• ACTIVITY: Apart from the pictures, print the data below exactly as given.

• SUPPLIED RECORDS:
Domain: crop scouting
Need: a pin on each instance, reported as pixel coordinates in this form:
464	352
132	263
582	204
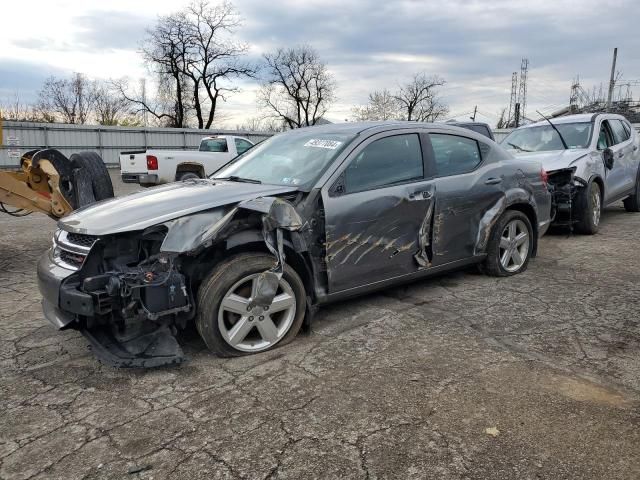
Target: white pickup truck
155	167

• ANSWER:
Domain: crop scouting
Need: a pin on each instance, reported as pixel coordinates in this form:
464	352
132	263
582	204
Target: white pickup truck
155	167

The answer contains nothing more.